### [Exercise directions]
Find the line that contains "Would you mind finding the wooden plank". Restate it and each following line exactly, through the end of the records.
Data to examine: Begin
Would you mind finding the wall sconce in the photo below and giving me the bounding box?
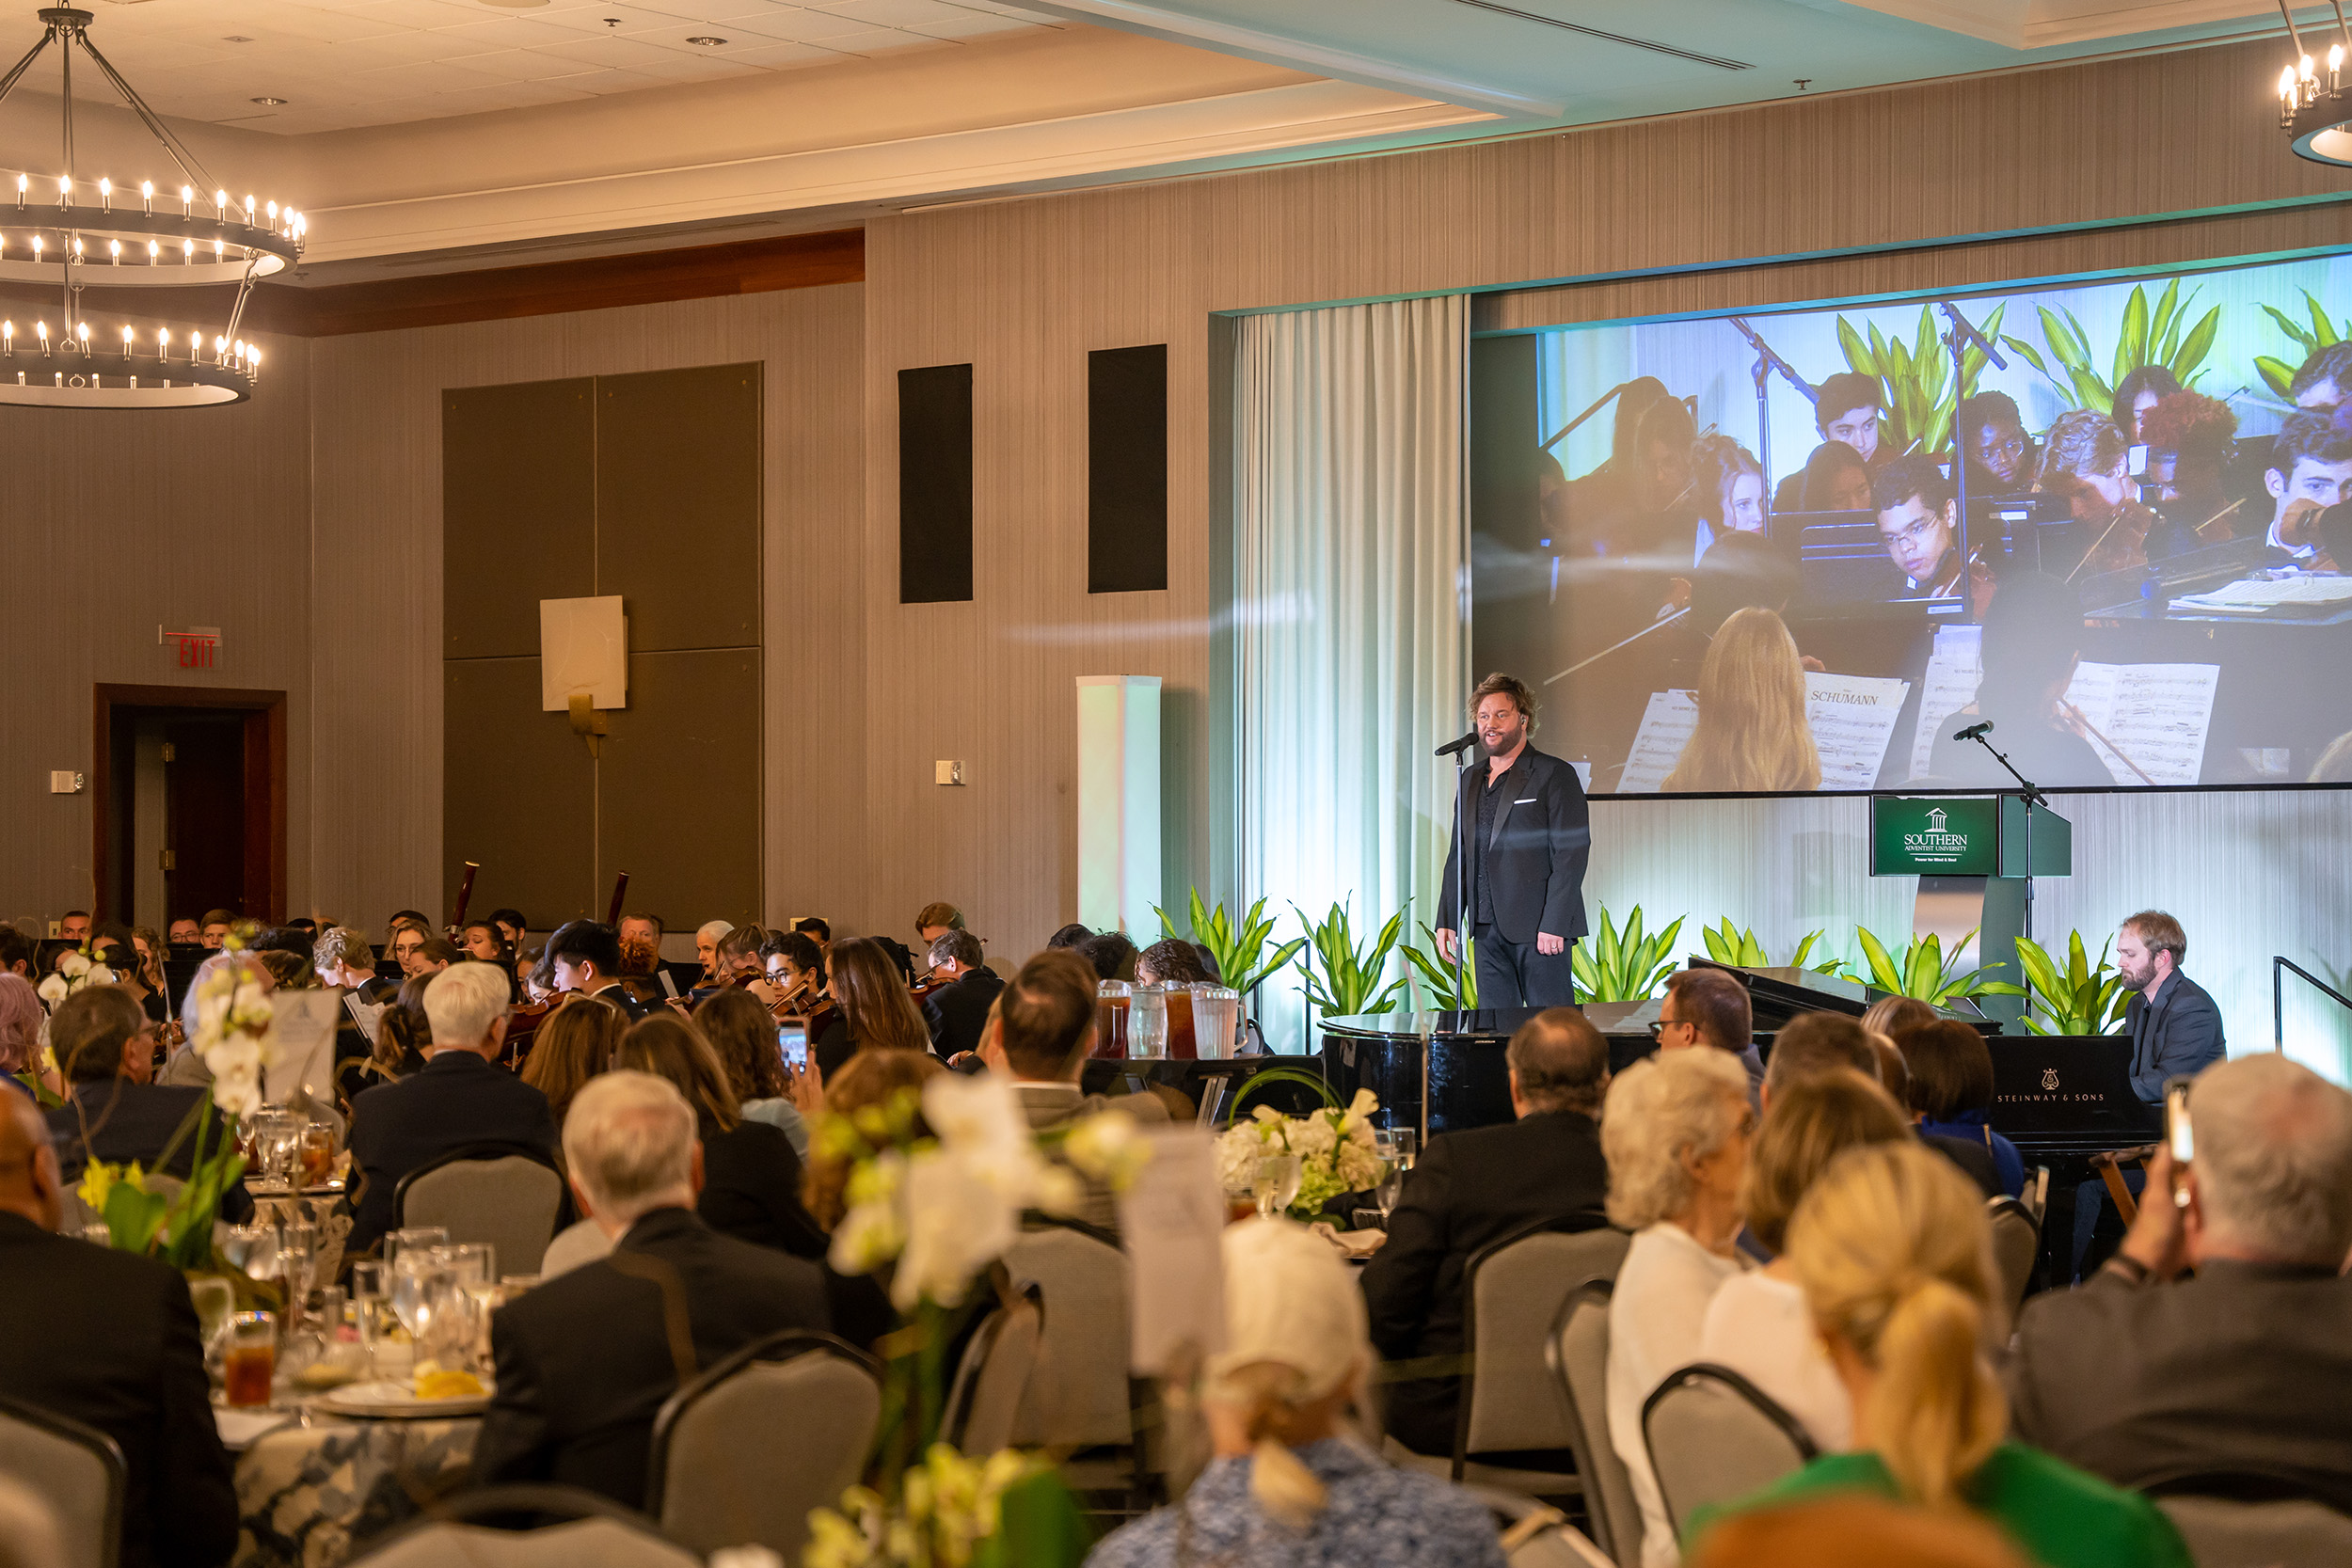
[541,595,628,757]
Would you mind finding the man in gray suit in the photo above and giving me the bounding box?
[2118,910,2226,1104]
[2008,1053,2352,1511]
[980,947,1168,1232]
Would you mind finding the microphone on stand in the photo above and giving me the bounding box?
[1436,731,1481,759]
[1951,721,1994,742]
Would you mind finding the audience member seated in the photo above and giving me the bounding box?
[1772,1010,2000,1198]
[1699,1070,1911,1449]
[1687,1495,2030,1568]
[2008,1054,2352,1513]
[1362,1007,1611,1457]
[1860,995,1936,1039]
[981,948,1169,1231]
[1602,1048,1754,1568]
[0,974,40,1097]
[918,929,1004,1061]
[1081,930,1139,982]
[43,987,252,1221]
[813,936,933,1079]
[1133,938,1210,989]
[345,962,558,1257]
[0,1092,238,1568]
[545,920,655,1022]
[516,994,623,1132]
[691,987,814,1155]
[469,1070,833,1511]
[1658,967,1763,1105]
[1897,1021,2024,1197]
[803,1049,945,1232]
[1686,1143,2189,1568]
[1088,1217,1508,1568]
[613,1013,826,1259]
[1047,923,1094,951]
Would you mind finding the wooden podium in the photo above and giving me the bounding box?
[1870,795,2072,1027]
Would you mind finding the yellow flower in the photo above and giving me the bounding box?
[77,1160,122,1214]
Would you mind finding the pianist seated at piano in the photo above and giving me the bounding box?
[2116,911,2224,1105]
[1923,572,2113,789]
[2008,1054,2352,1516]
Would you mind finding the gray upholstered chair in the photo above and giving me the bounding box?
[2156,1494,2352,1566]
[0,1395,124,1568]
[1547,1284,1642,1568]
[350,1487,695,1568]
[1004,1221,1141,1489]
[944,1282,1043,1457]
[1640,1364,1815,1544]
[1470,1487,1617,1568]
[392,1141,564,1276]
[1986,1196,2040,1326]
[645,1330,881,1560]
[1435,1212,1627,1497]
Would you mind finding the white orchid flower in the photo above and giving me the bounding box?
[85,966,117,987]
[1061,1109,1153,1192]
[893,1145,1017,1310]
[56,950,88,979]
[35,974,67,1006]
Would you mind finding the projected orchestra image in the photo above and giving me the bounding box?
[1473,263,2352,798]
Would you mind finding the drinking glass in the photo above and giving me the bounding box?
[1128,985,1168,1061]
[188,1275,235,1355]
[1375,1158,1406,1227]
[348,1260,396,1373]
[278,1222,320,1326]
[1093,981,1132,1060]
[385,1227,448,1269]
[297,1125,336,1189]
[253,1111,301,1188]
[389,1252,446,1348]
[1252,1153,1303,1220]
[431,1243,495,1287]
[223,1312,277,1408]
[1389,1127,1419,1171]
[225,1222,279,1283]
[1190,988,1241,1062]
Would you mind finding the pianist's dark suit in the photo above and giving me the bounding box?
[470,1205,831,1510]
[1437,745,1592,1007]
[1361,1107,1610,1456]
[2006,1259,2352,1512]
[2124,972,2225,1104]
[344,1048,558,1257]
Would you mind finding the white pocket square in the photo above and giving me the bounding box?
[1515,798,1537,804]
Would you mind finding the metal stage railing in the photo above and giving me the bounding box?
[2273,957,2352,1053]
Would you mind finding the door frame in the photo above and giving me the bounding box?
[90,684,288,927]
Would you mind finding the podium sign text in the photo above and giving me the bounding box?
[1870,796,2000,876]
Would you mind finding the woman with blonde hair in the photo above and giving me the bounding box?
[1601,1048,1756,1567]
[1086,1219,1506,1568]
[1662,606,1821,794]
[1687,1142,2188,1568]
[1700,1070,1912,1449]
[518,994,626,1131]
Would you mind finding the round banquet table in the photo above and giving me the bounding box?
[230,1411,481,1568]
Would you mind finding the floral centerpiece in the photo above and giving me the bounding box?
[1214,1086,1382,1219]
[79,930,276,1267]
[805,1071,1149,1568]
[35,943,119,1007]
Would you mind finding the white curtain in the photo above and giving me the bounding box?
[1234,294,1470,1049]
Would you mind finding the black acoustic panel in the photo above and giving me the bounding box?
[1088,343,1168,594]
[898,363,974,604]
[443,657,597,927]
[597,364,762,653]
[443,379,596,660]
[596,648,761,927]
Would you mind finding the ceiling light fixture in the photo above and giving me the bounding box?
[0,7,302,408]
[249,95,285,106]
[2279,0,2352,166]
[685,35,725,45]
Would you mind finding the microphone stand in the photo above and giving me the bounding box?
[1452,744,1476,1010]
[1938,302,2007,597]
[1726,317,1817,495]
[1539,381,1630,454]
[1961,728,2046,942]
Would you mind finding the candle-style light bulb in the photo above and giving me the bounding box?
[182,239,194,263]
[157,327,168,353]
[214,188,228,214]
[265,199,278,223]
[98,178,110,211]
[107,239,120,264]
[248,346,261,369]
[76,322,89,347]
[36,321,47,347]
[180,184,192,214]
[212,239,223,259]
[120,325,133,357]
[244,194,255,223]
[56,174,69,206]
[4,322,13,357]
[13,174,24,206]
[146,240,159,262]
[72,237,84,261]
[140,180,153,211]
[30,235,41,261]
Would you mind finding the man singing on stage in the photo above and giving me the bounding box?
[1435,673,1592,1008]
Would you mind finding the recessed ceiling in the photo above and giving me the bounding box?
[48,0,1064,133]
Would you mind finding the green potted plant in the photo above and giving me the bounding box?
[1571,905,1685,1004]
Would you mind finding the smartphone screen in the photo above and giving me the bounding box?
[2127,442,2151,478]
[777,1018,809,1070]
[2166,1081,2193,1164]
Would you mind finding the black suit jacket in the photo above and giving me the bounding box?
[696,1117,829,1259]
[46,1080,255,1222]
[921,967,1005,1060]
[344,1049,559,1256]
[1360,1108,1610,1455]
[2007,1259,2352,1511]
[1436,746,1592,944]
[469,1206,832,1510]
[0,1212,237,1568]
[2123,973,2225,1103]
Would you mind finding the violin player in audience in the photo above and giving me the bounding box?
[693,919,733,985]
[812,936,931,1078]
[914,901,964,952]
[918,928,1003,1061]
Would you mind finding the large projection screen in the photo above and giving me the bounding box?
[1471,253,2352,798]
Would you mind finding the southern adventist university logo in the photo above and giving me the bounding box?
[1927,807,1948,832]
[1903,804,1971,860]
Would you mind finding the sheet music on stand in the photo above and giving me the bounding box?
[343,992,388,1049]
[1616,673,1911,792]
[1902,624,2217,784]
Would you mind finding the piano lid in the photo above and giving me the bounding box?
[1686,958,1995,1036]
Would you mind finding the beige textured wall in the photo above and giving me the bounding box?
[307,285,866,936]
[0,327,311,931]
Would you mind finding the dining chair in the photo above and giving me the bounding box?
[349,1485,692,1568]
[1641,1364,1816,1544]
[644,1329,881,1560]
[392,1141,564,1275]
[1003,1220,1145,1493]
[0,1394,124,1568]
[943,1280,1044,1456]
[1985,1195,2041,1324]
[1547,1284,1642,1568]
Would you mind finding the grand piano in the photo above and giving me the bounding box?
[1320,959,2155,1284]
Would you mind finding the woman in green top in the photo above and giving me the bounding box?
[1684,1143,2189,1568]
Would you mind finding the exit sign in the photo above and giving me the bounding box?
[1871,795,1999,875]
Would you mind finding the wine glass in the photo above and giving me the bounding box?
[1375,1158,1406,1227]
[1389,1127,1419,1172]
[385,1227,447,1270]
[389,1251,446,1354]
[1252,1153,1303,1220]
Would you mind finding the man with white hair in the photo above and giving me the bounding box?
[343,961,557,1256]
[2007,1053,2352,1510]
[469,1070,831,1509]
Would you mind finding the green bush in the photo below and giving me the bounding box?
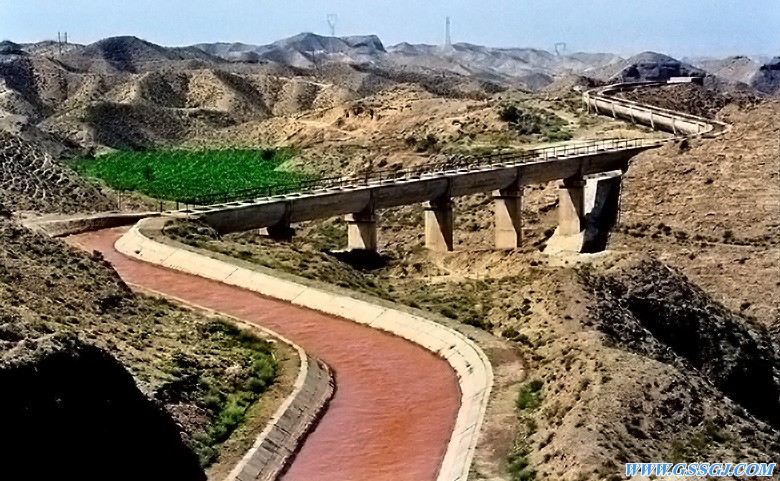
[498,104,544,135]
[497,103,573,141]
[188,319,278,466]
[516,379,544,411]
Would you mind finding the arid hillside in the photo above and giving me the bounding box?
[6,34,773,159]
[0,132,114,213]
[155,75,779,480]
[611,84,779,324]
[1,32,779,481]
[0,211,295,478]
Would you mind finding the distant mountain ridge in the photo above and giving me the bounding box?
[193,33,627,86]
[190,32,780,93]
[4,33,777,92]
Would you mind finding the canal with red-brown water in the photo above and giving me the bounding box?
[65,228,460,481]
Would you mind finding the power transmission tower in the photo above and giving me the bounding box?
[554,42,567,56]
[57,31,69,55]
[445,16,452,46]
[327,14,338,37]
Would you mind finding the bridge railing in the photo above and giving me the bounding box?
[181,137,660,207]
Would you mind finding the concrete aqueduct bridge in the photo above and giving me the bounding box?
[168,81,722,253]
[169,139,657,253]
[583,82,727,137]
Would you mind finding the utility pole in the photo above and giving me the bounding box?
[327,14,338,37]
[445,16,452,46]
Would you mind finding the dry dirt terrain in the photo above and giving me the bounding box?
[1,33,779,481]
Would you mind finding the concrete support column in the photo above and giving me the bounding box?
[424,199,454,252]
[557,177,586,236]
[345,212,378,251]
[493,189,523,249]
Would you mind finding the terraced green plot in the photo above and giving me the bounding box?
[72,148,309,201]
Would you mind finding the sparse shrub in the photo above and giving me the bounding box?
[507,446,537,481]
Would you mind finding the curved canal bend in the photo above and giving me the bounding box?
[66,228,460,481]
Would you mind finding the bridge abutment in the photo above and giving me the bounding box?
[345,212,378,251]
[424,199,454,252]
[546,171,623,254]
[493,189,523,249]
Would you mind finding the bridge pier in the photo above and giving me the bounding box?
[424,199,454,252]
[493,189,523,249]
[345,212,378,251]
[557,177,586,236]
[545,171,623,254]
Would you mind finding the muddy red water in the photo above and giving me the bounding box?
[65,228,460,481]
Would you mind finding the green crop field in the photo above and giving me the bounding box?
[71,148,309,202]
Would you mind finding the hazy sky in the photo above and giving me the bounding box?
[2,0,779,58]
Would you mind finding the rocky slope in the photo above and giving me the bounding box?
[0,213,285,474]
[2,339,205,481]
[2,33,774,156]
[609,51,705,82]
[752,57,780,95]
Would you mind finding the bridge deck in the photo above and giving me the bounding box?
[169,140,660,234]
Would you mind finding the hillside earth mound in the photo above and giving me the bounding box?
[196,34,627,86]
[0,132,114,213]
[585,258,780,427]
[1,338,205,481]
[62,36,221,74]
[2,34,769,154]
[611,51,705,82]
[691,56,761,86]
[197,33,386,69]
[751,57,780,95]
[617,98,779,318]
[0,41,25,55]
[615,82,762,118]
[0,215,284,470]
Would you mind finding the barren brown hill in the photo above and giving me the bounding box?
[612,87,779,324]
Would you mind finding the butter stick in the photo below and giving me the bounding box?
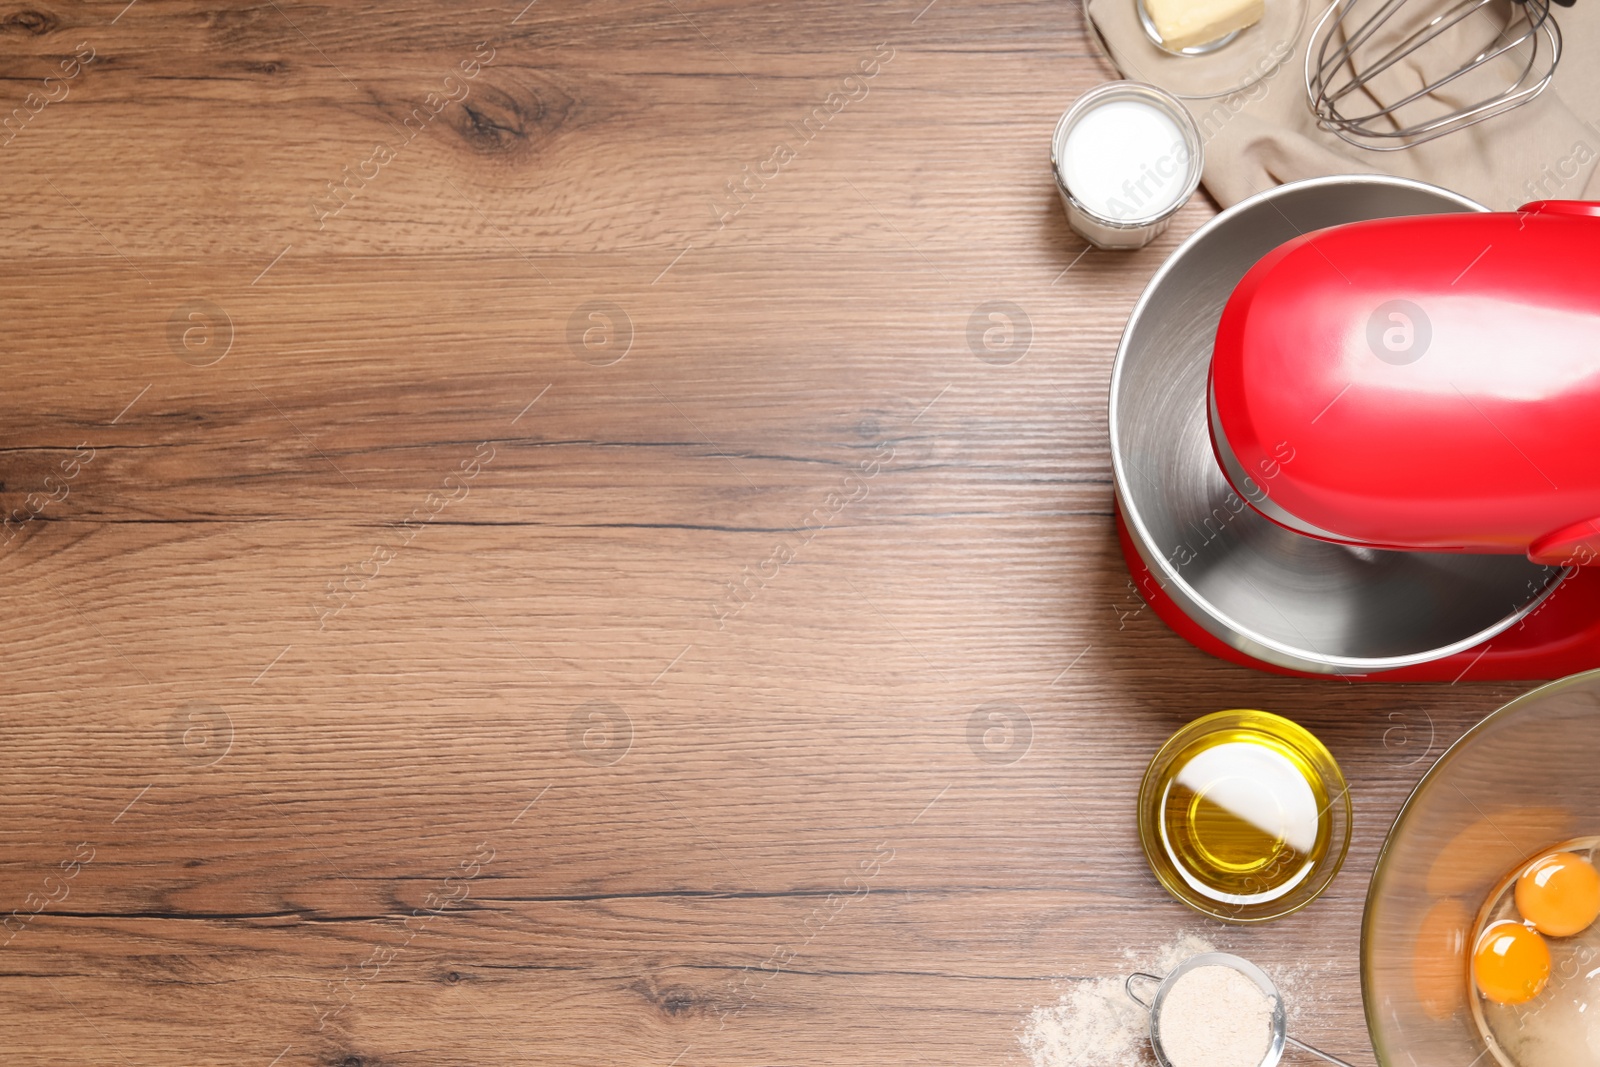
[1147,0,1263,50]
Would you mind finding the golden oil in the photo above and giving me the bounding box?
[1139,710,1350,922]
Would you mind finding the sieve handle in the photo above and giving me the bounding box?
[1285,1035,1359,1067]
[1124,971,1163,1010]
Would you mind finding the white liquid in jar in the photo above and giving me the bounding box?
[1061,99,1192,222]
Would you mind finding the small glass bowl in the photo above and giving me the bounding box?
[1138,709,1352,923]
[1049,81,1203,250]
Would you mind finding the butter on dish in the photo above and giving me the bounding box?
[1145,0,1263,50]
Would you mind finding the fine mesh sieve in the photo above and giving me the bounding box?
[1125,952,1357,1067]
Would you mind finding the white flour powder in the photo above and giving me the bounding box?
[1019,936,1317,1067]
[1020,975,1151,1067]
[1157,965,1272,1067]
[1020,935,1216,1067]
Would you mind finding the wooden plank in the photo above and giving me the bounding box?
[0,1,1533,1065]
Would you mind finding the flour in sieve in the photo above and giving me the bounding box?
Data to examine: End
### [Reply to the task]
Would you mind finding the wooden plank in the photo above and giving me the bounding box?
[0,1,1533,1065]
Would you mind finding the flour in sieve in the photo above and giving me the bounding box?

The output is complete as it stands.